Below are some records. Return exactly the lines from the one with "Target: green t-shirt" to the one with "Target: black track pants", and nothing else.
=====
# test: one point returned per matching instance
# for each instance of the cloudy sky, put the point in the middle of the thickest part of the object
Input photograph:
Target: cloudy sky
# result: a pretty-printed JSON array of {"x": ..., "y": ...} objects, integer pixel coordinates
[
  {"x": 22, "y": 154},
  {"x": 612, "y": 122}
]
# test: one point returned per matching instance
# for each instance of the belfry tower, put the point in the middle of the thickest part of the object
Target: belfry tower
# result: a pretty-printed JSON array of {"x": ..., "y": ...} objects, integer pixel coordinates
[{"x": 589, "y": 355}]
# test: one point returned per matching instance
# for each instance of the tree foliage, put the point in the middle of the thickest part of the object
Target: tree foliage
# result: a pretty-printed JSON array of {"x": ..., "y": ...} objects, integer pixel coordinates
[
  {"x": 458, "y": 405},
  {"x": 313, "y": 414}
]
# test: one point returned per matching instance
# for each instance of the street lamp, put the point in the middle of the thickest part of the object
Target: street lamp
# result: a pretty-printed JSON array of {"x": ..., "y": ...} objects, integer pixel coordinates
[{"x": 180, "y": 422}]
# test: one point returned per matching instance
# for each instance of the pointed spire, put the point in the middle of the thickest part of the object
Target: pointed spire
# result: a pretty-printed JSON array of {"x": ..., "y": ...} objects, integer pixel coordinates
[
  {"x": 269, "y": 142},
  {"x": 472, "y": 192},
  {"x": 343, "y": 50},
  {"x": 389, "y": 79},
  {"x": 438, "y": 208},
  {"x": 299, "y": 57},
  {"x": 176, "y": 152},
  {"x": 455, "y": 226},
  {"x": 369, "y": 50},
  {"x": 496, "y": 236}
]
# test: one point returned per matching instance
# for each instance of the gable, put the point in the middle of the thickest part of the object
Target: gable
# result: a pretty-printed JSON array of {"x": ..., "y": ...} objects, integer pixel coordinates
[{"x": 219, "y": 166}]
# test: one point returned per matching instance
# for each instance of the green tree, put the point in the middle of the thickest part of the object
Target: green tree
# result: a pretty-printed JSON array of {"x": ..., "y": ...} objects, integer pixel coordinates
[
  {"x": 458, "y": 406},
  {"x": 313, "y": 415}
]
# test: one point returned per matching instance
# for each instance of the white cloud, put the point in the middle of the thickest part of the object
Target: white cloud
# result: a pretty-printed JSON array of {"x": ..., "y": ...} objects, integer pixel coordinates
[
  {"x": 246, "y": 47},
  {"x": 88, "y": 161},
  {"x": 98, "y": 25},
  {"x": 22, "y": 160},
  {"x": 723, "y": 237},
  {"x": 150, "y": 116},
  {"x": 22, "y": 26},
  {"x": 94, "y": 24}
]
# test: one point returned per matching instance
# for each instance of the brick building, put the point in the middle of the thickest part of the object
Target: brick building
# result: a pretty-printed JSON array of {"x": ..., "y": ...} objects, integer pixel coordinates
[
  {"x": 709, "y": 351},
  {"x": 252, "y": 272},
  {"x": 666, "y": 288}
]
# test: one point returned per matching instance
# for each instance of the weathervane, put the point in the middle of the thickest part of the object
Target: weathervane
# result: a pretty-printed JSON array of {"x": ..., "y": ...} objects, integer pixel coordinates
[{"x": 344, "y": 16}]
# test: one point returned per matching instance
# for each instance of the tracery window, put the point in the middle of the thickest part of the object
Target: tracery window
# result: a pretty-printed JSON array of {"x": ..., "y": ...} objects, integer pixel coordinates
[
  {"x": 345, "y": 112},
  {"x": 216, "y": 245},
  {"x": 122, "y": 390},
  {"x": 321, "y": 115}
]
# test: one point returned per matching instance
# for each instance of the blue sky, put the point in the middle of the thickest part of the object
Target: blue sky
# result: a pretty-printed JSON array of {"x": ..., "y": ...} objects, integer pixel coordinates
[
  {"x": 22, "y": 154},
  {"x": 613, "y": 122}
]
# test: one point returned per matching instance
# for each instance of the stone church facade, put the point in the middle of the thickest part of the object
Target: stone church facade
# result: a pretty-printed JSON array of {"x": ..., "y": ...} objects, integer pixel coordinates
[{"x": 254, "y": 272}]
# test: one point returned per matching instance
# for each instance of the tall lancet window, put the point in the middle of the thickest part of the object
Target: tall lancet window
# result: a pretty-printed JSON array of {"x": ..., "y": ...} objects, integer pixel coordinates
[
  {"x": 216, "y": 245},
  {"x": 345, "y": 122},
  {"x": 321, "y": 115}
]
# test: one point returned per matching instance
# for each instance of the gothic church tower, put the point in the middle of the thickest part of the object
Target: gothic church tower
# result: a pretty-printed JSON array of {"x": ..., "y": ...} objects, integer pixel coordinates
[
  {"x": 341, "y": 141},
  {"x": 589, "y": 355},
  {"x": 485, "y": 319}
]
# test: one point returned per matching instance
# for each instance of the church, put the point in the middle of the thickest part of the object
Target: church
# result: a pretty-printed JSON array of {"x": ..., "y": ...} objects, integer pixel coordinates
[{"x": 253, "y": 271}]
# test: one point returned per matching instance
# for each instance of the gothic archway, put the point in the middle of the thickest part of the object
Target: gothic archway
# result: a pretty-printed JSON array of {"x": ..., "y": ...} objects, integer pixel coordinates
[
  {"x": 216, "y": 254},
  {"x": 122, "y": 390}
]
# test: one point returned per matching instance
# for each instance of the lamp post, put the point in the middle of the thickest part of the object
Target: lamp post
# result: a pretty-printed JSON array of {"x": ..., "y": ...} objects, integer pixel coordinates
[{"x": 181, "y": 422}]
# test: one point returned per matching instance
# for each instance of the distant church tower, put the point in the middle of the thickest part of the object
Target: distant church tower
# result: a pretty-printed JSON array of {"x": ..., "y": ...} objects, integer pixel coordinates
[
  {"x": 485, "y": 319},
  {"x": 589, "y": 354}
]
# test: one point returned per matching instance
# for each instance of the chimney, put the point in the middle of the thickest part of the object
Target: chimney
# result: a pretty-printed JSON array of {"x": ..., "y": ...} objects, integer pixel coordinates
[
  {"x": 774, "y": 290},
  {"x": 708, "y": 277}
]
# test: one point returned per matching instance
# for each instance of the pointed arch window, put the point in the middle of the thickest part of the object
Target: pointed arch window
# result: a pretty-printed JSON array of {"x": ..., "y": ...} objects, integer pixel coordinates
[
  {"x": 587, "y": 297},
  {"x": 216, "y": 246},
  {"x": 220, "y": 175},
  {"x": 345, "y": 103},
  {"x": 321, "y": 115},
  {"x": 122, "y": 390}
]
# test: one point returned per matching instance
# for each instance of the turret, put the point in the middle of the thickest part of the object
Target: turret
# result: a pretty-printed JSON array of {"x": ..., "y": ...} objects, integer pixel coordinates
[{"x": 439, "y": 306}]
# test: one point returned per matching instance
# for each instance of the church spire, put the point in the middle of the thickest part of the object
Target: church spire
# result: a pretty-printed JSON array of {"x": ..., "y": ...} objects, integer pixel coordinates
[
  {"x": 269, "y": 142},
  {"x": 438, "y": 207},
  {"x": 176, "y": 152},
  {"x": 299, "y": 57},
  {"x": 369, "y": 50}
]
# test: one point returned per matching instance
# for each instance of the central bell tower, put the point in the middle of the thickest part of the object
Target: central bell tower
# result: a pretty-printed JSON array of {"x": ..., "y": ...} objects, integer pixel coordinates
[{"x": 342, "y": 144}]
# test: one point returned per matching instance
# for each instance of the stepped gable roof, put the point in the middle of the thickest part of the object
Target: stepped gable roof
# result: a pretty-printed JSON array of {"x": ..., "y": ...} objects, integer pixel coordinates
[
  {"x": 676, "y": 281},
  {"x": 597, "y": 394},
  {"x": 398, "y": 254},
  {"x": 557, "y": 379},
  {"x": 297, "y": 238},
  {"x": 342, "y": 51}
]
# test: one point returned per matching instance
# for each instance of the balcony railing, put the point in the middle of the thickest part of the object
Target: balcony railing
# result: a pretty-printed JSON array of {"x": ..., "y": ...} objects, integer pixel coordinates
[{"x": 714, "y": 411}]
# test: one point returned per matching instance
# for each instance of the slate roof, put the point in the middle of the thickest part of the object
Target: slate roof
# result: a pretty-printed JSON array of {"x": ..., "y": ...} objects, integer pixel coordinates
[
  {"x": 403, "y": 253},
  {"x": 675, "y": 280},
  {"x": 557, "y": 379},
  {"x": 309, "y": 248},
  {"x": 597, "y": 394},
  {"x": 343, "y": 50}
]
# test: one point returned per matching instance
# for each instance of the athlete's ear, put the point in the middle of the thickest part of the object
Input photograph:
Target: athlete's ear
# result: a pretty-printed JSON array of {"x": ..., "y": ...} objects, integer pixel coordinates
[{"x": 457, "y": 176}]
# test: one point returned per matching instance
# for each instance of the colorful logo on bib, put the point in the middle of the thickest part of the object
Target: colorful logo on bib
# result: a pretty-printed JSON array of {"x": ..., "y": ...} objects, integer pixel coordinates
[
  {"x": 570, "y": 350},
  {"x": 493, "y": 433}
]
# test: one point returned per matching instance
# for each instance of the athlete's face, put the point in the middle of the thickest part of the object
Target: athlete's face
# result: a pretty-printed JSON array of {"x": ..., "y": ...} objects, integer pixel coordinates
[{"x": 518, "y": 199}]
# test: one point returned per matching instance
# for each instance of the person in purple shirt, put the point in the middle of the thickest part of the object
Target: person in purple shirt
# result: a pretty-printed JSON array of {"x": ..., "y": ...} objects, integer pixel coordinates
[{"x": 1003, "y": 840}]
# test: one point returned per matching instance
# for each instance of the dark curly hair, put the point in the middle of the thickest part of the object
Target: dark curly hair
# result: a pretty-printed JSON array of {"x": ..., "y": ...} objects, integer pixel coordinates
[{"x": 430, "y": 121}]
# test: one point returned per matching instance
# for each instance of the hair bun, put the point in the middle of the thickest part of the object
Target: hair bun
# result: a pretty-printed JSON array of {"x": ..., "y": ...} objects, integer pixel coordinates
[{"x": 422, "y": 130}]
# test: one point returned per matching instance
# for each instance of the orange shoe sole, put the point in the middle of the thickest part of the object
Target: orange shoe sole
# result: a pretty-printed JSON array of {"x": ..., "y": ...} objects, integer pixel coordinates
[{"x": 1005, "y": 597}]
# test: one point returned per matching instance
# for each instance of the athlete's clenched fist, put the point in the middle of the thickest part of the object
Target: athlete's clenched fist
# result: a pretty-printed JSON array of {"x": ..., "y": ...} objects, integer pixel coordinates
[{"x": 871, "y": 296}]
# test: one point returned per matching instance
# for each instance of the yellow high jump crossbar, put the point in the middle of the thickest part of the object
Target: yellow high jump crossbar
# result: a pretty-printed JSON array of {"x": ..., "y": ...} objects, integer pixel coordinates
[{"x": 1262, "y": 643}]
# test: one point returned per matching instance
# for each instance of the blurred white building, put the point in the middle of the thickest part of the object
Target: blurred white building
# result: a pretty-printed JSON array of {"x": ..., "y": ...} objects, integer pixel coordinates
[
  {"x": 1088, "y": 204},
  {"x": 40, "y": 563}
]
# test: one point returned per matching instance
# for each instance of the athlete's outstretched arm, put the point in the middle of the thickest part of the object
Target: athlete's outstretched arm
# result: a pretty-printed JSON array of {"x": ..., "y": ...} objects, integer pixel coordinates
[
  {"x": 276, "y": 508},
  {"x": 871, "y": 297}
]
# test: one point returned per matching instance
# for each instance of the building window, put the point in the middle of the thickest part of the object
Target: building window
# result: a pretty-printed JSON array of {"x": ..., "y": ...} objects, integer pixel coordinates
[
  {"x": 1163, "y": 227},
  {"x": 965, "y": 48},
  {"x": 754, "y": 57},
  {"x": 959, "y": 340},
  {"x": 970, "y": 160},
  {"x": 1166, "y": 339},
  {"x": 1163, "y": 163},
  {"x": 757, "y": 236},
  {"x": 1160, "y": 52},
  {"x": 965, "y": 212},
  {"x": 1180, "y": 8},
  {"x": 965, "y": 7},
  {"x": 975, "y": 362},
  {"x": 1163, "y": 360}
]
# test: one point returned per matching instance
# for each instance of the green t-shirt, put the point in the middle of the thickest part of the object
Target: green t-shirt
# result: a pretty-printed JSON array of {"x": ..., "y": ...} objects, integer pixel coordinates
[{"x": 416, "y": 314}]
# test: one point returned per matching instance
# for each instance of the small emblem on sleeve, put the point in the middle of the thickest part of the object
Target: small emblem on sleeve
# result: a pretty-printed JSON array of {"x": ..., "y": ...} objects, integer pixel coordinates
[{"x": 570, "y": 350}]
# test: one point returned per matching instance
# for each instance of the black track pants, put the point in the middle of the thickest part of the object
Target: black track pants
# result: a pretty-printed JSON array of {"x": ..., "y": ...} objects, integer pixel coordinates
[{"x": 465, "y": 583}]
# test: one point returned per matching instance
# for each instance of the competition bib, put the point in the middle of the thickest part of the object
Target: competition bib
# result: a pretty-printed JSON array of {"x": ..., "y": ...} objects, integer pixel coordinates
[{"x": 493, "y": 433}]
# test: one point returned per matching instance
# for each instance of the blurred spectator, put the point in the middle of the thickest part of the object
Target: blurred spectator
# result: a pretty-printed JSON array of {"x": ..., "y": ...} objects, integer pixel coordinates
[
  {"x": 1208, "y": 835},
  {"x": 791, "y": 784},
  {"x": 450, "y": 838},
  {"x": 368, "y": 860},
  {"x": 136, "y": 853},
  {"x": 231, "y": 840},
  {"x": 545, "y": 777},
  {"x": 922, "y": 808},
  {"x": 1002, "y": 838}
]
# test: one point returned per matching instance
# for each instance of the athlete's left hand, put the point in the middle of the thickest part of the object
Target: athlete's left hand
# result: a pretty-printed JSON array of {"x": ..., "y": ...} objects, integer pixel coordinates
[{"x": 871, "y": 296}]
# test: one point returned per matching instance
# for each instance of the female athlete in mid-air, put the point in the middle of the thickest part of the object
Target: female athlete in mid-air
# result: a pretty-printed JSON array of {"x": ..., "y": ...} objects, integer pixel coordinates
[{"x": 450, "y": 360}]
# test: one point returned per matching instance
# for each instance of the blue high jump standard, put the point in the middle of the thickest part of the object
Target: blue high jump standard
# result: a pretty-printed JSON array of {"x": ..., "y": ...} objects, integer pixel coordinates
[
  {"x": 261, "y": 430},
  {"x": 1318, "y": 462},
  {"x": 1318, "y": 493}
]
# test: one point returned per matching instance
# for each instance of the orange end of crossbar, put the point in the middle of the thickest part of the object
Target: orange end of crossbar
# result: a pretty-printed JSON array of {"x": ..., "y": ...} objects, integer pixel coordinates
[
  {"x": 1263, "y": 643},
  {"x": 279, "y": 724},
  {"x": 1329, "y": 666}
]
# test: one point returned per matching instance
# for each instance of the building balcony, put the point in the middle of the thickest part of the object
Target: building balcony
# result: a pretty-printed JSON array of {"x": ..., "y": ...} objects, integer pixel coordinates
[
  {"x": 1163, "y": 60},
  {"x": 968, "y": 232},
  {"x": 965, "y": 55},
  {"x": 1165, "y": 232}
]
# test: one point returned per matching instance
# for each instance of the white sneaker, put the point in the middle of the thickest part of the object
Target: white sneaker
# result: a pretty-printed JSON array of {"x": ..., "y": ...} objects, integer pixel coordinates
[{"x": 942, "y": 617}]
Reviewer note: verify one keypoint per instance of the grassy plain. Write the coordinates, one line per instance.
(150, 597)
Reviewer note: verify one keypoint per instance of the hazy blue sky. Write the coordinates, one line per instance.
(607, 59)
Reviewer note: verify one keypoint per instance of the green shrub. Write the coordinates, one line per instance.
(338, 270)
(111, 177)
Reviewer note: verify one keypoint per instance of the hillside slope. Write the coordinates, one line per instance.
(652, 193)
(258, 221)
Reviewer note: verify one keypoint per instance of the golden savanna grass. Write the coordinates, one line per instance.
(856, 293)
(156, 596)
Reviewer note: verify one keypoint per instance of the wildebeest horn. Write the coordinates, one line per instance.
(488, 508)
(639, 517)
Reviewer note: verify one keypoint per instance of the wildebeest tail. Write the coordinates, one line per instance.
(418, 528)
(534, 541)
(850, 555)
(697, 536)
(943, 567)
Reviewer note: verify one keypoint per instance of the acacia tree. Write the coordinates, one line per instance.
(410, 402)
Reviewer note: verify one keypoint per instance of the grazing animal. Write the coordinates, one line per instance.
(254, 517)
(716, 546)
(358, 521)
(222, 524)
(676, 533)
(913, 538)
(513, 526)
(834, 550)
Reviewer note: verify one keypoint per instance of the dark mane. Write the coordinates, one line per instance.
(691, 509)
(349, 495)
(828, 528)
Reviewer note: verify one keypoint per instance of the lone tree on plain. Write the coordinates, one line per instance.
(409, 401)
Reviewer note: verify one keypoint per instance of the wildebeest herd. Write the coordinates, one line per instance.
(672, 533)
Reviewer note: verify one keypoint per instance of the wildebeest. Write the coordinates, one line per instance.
=====
* _RESULT OF THE EXERCISE_
Target: green t-shirt
# result: a pretty-printed JSON array of {"x": ..., "y": ...} objects, integer pixel coordinates
[{"x": 416, "y": 314}]
# test: one point returned per matching instance
# for each instance of the small emblem on sleeve, put the point in the middle of the thickest part of the object
Target: small emblem on sleeve
# result: a pretty-printed JSON array of {"x": ..., "y": ...} objects, integer pixel coordinates
[{"x": 570, "y": 350}]
# test: one point returned per matching instance
# for each instance of the black track pants, put the point in the middle of the thickest part of the object
Target: black track pants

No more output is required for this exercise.